Polskie Radio

Rozmowa dnia: prof. Tadeusz Wallas

Ostatnia aktualizacja: 23.10.2013 08:15

Krzysztof Grzesiowski: W poznańskim studiu Sygnałów dnia prof. Tadeusz Wallas, dziekan Wydziału Nauk Politycznych i Dziennikarstwa Uniwersytetu im. Adama Mickiewicza właśnie w stolicy Wielkopolskim. Dzień dobry, kłaniamy się, panie profesorze.

Prof. Tadeusz Wallas: Dzień dobry radiosłuchaczom i dzień dobry panom i całemu zespołowi.

K.G.: Mamy dziś u pana na uczelni ogólnopolską konferencję naukową pt. Polityka medialna w Polsce. Bilans 20-lecia obowiązywania ustawy o radiofonii i telewizji. Pan jest gospodarzem tej konferencji.

T.W.: Tak.

K.G.: Tak sobie myśleliśmy, owe 20 lat, które mija, czy to jest takie samo 20 lat jak na przełomie, nie wiem, XIX i XX wieku? Ten czas jakoś tak coraz szybciej pędzi.

T.W.: No więc nie ulega wątpliwości, że wszystko nabiera tempa. Przyznaję, że inspiracją do zorganizowania takiej konferencji było to, że minęło niedawno, 1 marca tego roku, 20-lecie obowiązywania tej ustawy. No, my żywotnie jesteśmy też tą ustawą zainteresowani, bo prowadzimy studia w zakresie dziennikarstwa, komunikacji społecznej, prowadzimy badania naukowe, które dotyczą mediów, w związku z tym uznaliśmy, że 20 lat jest to bardzo dobry okres do tego, żeby coś podsumować, ocenić, no i jednocześnie przewidzieć jakąś przyszłość.

K.G.: A czy z punktu widzenia prawodawcy, czy prawodawca nadąża za zmianami? Bo to przeważnie jest tak, że jak mamy jakiś dokument rangi ustawy, to zanim zapadnie decyzja, że to trzeba napisać od nowa, to się to nowelizuje i tak czasami to trwa bez końca. W tym przypadku chyba już wystarczy tych nowelizacji, trzeba od początku na nowo.

•••••

» **TWOJE ZADANIE**
Napisz dalszy ciąg rozmowy z prof. Tadeuszem Wallasem o ustawie o radiofonii i telewizji, zaczynając zaraz po jej ostatnim zdaniu. Pozycje zamieszczone niżej nie są potrzebne.

•••••

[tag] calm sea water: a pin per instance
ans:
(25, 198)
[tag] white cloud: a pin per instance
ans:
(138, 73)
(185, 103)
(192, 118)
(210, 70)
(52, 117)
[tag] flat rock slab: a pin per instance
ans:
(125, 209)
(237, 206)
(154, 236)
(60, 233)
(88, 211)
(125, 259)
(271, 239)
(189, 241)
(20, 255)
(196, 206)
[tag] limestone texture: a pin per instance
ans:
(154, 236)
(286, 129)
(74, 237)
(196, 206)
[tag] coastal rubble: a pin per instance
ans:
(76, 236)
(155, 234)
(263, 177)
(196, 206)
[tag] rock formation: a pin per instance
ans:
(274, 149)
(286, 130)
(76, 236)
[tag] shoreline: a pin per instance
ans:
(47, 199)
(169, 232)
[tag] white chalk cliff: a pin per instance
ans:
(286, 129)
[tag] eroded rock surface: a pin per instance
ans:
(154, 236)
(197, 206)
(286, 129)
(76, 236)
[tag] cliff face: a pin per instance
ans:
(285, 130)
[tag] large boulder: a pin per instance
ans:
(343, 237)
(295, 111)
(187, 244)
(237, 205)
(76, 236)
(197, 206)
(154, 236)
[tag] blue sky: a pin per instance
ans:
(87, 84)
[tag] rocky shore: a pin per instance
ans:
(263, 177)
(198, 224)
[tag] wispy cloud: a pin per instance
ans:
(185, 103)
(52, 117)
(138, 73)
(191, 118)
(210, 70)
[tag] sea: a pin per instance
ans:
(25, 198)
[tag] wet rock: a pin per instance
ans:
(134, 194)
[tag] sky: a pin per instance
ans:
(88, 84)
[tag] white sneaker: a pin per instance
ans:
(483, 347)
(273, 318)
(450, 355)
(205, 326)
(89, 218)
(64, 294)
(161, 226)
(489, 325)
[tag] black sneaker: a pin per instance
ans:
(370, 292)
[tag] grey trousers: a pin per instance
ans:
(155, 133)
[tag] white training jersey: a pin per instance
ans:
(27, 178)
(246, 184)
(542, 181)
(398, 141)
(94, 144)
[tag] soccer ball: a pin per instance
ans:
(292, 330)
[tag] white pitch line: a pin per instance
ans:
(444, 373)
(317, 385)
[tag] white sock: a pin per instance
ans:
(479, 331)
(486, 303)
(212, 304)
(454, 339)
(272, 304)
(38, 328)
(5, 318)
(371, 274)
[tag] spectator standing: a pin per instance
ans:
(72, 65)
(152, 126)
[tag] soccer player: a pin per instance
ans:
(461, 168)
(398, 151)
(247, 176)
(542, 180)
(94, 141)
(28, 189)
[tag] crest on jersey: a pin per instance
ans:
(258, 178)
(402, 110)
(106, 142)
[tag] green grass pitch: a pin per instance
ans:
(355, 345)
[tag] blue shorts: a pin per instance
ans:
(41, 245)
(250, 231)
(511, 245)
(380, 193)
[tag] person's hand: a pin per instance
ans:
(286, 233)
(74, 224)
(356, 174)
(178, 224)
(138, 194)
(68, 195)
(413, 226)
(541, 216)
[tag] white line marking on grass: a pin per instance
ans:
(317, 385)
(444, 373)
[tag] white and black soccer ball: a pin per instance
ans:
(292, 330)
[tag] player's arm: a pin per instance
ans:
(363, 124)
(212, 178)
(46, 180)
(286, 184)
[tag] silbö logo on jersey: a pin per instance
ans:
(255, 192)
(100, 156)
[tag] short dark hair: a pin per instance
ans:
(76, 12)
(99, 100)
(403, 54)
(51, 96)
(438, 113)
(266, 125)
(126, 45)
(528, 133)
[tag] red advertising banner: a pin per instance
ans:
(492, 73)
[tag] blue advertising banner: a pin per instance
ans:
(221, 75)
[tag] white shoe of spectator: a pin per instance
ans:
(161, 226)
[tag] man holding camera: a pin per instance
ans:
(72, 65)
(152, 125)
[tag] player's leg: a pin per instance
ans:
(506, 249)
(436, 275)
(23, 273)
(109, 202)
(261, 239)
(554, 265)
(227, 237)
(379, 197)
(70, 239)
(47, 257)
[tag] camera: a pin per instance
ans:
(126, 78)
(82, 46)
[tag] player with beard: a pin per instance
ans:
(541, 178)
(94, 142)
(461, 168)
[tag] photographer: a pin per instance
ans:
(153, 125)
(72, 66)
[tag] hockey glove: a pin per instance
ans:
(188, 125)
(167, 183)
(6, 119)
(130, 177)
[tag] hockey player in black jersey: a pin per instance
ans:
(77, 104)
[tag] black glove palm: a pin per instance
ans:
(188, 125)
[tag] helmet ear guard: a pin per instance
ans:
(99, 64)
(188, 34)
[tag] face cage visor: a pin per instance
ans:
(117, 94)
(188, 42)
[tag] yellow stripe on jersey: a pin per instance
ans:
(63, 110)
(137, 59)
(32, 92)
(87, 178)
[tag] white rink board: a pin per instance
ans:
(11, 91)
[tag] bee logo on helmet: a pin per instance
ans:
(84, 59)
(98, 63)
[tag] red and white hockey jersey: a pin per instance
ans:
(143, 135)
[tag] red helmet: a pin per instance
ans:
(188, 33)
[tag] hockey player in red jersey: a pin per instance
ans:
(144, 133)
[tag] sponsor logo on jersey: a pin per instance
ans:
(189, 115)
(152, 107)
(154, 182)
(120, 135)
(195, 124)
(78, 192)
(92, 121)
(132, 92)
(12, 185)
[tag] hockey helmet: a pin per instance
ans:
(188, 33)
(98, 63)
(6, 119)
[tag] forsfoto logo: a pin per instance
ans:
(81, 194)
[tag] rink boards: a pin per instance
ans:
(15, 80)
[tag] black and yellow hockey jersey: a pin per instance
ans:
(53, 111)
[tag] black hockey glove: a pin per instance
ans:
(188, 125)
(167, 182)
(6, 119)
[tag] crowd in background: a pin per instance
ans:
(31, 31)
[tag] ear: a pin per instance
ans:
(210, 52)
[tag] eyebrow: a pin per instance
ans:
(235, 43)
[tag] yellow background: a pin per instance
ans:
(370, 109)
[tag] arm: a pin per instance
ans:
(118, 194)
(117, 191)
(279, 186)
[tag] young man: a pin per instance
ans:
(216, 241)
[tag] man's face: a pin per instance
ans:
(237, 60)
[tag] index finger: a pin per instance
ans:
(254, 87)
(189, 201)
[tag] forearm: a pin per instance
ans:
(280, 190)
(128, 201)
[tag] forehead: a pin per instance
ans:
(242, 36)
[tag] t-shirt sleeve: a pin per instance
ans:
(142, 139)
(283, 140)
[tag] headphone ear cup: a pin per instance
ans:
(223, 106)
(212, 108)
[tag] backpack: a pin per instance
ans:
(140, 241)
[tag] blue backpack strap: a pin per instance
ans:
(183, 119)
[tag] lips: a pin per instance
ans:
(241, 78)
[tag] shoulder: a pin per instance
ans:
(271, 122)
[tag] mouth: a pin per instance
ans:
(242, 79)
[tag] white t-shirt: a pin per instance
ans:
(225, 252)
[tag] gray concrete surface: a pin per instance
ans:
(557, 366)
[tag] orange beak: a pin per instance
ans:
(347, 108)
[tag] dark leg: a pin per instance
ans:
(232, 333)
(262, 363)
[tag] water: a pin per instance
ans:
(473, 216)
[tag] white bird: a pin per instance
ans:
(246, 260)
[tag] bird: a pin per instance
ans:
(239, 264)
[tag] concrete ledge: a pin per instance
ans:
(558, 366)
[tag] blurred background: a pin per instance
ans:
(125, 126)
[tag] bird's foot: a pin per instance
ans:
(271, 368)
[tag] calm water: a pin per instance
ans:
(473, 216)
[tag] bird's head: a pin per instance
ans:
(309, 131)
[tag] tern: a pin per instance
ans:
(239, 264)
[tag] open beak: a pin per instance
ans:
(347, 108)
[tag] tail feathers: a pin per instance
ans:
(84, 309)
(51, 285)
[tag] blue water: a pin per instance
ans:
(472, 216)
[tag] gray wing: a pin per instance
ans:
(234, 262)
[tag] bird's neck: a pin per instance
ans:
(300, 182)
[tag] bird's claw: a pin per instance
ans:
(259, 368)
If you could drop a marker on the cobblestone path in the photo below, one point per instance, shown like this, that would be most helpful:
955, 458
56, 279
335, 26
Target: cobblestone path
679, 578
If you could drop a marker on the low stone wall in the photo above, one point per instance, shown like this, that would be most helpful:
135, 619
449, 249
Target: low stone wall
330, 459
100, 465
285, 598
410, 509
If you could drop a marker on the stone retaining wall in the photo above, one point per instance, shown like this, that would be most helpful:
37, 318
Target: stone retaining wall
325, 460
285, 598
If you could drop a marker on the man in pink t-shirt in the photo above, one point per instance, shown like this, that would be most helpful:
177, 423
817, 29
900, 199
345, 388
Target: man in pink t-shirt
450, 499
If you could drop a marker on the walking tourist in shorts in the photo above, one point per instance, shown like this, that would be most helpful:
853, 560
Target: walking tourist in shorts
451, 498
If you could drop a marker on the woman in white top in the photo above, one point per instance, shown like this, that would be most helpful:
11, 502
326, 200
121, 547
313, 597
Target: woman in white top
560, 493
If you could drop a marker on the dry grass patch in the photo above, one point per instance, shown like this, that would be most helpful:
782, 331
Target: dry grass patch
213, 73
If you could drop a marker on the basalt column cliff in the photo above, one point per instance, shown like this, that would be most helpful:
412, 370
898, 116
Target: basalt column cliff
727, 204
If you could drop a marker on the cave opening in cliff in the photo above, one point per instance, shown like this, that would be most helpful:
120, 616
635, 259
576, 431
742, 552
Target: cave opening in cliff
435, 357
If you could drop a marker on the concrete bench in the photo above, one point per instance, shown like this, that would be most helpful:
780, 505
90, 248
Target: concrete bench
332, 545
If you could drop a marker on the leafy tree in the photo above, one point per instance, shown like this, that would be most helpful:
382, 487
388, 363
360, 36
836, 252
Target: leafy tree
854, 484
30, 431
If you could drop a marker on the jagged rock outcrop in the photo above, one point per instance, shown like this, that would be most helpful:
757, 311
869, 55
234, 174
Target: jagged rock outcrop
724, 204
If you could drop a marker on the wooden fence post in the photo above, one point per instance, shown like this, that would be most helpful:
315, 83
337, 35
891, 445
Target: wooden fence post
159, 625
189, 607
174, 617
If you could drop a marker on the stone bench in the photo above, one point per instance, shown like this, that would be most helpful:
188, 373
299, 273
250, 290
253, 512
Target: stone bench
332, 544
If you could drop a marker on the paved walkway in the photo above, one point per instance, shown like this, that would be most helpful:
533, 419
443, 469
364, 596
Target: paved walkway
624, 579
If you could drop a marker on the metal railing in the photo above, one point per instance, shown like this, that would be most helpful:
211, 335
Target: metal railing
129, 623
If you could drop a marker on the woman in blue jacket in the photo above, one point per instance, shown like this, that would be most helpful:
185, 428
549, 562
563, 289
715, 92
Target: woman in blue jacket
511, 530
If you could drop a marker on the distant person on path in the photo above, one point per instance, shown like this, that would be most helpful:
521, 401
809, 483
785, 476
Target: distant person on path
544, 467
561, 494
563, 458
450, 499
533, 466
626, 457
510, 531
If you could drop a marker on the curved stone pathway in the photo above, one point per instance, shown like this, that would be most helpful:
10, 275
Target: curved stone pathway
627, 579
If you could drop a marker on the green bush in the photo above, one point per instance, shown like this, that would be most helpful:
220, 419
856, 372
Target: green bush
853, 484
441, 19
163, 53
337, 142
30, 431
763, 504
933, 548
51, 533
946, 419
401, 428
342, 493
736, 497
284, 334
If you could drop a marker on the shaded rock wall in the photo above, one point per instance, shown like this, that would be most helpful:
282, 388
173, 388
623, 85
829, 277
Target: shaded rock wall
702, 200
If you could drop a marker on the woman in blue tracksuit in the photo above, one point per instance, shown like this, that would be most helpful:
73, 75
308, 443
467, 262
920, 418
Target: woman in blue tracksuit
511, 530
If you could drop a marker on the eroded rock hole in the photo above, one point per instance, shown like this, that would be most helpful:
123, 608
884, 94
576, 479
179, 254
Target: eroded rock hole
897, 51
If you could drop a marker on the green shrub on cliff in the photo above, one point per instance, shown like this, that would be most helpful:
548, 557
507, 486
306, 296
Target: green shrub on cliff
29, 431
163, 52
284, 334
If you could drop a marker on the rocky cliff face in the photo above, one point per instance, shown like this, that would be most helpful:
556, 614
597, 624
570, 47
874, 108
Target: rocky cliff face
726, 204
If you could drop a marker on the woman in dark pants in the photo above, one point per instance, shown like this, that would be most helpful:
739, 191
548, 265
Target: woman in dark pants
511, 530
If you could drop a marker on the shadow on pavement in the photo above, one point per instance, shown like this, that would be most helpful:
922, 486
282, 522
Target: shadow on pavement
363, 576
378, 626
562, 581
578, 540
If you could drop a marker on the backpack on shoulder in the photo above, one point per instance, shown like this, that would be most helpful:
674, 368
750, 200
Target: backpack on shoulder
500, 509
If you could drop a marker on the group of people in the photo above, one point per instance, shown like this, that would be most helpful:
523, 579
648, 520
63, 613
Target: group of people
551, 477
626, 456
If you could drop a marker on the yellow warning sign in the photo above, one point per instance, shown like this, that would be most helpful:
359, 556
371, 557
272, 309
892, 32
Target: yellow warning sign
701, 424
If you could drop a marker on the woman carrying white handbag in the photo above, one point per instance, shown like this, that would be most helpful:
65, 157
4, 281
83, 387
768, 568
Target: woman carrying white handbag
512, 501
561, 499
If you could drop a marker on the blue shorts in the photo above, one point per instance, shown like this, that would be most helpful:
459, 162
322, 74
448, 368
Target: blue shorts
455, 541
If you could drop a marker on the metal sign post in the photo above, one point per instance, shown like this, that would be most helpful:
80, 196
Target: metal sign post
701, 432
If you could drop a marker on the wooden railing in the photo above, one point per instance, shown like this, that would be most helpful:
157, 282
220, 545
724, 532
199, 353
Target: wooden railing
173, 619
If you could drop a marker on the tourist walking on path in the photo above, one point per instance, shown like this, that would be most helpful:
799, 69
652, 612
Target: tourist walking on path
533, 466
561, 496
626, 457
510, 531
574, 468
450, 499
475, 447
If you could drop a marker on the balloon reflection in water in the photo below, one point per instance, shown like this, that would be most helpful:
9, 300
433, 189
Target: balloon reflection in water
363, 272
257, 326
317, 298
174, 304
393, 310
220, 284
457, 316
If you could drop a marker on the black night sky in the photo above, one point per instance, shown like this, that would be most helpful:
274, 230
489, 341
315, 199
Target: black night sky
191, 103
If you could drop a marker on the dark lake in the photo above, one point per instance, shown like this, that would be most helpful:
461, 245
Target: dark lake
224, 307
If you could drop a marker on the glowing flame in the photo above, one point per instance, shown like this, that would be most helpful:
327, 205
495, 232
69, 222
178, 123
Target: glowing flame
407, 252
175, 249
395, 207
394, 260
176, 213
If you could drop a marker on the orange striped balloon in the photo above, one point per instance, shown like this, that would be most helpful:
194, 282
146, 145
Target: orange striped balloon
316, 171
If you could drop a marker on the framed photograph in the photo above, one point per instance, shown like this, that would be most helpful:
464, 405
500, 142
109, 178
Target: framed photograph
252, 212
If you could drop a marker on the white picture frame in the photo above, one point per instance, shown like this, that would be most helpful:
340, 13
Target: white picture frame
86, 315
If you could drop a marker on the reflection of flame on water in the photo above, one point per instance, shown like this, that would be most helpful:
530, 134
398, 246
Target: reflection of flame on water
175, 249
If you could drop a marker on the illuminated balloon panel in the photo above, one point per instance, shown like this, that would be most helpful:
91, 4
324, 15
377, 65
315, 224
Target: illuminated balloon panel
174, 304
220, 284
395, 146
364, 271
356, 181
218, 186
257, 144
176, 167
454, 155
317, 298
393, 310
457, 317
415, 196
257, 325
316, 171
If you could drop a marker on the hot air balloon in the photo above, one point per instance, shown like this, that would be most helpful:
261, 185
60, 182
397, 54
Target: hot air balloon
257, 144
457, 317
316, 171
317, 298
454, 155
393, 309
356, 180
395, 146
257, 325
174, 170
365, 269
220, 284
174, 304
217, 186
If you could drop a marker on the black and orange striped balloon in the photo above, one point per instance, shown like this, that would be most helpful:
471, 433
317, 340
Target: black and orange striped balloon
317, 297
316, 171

•••••

» **ODPOWIEDŹ DO ĆWICZENIA**
T.W.: Ja osobiście uważam... Ta ustawa obowiązuje 20 lat, była już wielokrotnie uzupełniana, nowelizowana, poprawiana. Ja osobiście reprezentuję taki pogląd, że podmiotom, którym przychodzi realizować różnego rodzaju normy prawne, trzeba zapewnić też pewnego rodzaju stabilizację, a więc ustawodawca powinien tak akty prawne pisać, żeby mogły one obowiązywać w dłuższym przedziale czasowym. Jednak nie ulega wątpliwości, jak pan zauważył, przede wszystkim postęp techniczny jest taki, że musimy, w tym media, zwłaszcza media elektroniczne, muszą za tym postępem nadążać. No i stąd też myślę, no i z tego punktu widzenia musimy spojrzeć na tę ustawę, czy ona w jakiś sposób nie hamuje adaptacji różnego rodzaju nowinek na polski rynek mediów elektronicznych.

K.G.: A z pana punktu widzenia obecna hamuje?

T.W.: Osobiście uważam, że za bardzo nie. Myślę, że dzisiejszym problemem zwłaszcza mediów publicznych jest brak wystarczających środków na modernizację, na uatrakcyjnianie oferty programowej. I to jest wg mnie główne zadanie, które stoi przed prawodawcą.

K.G.: Ale tak na dobrą sprawę, kiedy mówić o zmianach w ustawie o radiofonii, to ten punkt 1, tak jak pan wspomniał, tj. kwestia finansowania mediów publicznych, wiemy, że będzie opłata audiowizualna, wiemy mniej więcej, ile ona będzie wynosiła, wiemy także, że już jest opór przeciwko jej płaceniu, podobno zresztą jak to było i jest w zasadzie, bo przecież obowiązuje przy okazji abonamentu. Czy problem zostanie rozwiązany jednoznacznie i ostatecznie? Jak pan sądzi?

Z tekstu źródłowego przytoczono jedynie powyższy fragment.